AIM
Swap "rectangle" for "box" in the items below, starting with the line containing "Please review the image above and annotate the evergreen" and going on through the line containing "xmin=403 ymin=288 xmax=459 ymax=332". Return only those lines, otherwise unchanged.

RECORD SET
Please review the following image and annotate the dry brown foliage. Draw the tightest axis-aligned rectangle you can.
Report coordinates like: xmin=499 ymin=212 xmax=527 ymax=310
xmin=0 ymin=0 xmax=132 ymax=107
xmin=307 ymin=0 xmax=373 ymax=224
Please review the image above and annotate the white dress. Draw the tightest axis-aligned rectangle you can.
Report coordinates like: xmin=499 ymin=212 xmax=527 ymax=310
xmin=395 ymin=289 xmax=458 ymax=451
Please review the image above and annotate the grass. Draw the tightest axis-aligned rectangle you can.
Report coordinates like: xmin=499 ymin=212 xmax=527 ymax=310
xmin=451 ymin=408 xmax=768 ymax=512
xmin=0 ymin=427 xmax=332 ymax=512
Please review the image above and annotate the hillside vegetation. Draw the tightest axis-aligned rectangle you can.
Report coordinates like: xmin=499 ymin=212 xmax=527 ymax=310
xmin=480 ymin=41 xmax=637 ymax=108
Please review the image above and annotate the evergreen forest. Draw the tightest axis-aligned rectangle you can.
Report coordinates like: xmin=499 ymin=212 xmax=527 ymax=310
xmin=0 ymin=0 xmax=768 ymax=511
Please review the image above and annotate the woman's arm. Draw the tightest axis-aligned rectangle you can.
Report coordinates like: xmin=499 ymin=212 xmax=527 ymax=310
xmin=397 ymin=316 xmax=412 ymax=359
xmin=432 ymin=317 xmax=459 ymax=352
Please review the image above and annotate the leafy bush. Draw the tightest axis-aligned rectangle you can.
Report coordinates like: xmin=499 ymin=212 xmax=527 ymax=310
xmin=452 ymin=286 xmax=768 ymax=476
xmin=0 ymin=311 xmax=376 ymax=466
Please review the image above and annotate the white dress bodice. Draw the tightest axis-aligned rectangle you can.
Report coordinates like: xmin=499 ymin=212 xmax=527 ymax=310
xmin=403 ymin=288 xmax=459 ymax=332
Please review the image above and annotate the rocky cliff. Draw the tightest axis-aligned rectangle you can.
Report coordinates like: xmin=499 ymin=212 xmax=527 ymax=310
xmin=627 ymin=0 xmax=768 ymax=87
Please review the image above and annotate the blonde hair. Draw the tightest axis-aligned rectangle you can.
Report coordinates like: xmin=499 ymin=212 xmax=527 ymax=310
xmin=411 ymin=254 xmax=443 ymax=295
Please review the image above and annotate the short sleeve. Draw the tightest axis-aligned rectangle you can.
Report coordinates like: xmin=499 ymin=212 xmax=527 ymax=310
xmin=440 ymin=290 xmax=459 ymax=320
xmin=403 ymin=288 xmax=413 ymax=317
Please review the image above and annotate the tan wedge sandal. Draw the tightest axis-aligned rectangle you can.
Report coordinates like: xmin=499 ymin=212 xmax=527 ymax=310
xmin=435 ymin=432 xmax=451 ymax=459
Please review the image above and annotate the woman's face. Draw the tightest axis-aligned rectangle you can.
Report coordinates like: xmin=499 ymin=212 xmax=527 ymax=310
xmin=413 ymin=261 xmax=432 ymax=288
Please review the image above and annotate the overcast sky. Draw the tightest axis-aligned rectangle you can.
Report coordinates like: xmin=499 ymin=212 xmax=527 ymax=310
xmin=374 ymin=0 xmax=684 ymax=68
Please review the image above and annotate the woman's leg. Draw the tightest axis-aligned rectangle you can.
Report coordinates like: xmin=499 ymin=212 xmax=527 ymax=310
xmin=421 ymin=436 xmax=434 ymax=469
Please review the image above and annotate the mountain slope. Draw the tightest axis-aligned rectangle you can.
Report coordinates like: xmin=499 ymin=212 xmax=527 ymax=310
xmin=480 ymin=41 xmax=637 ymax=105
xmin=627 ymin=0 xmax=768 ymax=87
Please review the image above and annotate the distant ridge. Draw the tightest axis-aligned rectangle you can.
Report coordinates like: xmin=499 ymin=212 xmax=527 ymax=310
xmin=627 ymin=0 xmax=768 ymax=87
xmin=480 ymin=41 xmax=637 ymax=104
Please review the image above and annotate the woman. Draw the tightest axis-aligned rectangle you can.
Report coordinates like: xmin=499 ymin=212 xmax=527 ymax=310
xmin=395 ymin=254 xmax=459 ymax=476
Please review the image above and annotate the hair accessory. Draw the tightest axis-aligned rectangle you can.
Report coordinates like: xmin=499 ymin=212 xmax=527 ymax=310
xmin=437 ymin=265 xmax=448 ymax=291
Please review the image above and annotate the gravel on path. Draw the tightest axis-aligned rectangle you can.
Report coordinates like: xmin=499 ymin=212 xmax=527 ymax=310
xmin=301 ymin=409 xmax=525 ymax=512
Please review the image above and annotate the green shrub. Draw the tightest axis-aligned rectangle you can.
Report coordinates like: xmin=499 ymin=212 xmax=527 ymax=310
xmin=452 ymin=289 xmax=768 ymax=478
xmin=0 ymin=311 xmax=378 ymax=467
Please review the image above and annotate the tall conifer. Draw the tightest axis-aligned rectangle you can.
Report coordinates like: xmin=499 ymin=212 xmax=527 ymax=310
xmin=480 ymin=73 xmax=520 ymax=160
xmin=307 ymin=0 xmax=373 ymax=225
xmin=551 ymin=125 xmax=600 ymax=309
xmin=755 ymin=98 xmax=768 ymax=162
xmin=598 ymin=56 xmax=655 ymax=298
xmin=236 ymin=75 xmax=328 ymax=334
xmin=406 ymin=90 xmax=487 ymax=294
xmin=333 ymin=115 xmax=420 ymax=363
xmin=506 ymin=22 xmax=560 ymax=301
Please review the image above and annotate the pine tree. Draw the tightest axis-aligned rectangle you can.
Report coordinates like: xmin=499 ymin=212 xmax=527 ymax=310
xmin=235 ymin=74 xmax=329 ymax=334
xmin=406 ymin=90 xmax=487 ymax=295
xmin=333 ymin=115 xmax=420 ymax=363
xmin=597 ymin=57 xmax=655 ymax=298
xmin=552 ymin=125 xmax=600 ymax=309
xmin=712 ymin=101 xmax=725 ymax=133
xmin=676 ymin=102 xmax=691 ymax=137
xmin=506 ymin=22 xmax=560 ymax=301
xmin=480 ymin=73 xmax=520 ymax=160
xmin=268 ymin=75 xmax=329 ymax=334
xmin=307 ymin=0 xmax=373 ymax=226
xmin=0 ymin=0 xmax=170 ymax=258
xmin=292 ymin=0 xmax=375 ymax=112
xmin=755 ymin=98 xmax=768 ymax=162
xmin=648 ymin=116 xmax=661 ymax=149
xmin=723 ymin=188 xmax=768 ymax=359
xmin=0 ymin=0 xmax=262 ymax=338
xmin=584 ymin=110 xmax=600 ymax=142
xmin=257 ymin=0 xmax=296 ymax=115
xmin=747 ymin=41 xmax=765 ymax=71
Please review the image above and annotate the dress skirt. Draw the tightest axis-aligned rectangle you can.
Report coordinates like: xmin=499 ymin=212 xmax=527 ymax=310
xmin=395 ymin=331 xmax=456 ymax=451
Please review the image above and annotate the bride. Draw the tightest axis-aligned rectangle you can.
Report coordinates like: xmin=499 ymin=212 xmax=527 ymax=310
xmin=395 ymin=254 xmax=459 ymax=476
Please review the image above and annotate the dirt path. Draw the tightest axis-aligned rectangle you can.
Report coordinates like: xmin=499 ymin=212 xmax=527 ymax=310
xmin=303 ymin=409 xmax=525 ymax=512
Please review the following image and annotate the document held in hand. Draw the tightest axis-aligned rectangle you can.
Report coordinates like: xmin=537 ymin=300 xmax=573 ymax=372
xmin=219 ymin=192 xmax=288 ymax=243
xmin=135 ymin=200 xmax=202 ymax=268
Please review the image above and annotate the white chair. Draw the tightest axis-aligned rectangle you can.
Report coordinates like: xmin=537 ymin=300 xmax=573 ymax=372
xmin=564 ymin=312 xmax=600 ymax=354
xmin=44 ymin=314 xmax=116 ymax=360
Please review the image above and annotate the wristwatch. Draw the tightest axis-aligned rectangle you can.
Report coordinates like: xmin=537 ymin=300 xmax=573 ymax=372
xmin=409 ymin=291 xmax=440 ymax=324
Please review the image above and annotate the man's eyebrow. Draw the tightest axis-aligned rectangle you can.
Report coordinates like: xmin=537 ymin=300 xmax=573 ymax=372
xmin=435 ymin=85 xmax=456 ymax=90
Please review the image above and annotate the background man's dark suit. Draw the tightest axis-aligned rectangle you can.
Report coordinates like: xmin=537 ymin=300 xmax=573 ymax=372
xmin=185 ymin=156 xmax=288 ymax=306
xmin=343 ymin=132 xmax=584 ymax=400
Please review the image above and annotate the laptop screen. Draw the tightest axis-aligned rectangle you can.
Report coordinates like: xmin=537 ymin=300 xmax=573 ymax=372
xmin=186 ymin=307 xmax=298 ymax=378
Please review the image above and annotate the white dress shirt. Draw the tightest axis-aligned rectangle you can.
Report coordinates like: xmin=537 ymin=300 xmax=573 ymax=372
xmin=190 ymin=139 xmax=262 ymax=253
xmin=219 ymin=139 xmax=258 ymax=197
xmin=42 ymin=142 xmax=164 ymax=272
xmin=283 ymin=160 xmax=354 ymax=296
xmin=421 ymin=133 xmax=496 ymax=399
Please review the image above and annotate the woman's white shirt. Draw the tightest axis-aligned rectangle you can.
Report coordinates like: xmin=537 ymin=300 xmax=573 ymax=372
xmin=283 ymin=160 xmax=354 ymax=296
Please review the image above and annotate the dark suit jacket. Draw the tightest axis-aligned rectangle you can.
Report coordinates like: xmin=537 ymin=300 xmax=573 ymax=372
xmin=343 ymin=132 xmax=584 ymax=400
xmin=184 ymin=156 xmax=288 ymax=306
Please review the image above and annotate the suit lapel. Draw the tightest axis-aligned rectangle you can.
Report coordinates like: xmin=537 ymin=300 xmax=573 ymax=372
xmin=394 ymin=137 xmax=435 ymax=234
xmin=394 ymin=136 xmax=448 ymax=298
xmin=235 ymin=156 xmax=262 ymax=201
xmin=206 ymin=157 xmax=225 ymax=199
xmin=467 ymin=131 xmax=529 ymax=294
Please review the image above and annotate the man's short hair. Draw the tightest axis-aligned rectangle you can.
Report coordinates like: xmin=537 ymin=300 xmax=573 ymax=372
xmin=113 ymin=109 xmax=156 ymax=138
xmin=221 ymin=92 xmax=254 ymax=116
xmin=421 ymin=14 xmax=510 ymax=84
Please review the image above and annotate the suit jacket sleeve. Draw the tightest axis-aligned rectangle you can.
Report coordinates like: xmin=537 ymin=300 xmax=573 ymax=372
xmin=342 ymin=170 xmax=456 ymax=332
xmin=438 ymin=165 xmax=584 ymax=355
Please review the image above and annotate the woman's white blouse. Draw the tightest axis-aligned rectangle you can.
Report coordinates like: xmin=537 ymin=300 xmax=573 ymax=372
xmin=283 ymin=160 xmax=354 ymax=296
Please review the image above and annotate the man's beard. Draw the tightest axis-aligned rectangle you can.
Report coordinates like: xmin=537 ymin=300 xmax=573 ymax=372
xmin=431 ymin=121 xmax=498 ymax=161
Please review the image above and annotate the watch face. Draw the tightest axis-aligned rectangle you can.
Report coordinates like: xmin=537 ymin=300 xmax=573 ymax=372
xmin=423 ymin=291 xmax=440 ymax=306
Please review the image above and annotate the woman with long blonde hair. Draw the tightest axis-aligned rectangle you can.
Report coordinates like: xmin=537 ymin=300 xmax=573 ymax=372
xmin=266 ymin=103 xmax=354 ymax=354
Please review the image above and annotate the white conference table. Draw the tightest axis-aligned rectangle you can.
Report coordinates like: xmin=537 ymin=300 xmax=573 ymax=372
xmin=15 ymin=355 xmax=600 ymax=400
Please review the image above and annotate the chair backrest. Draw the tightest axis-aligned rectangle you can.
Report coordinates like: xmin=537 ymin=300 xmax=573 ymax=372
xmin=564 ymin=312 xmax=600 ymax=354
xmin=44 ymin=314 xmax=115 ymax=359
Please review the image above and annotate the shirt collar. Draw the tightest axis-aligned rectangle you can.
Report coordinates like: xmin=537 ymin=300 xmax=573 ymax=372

RESPONSE TO THIS EXERCISE
Please review the image above and annotate the evergreen forest. Draw the tightest axis-aligned box you can.
Report coordinates like: xmin=499 ymin=212 xmax=527 ymax=310
xmin=0 ymin=0 xmax=768 ymax=511
Please review the image above and annotate the woman's arm. Draw the tightest axis-aligned box you can.
Report coordinates like: xmin=499 ymin=212 xmax=527 ymax=310
xmin=397 ymin=316 xmax=412 ymax=359
xmin=432 ymin=317 xmax=459 ymax=352
Please review the image above and annotate the leafy bush. Draw the tightest axis-aligned box you can.
Report coordinates like: xmin=499 ymin=212 xmax=527 ymax=310
xmin=452 ymin=286 xmax=768 ymax=476
xmin=0 ymin=311 xmax=376 ymax=466
Please review the image above and annotate the white dress bodice. Draw the tightest axis-aligned box you can.
Report coordinates like: xmin=499 ymin=212 xmax=527 ymax=310
xmin=403 ymin=288 xmax=459 ymax=332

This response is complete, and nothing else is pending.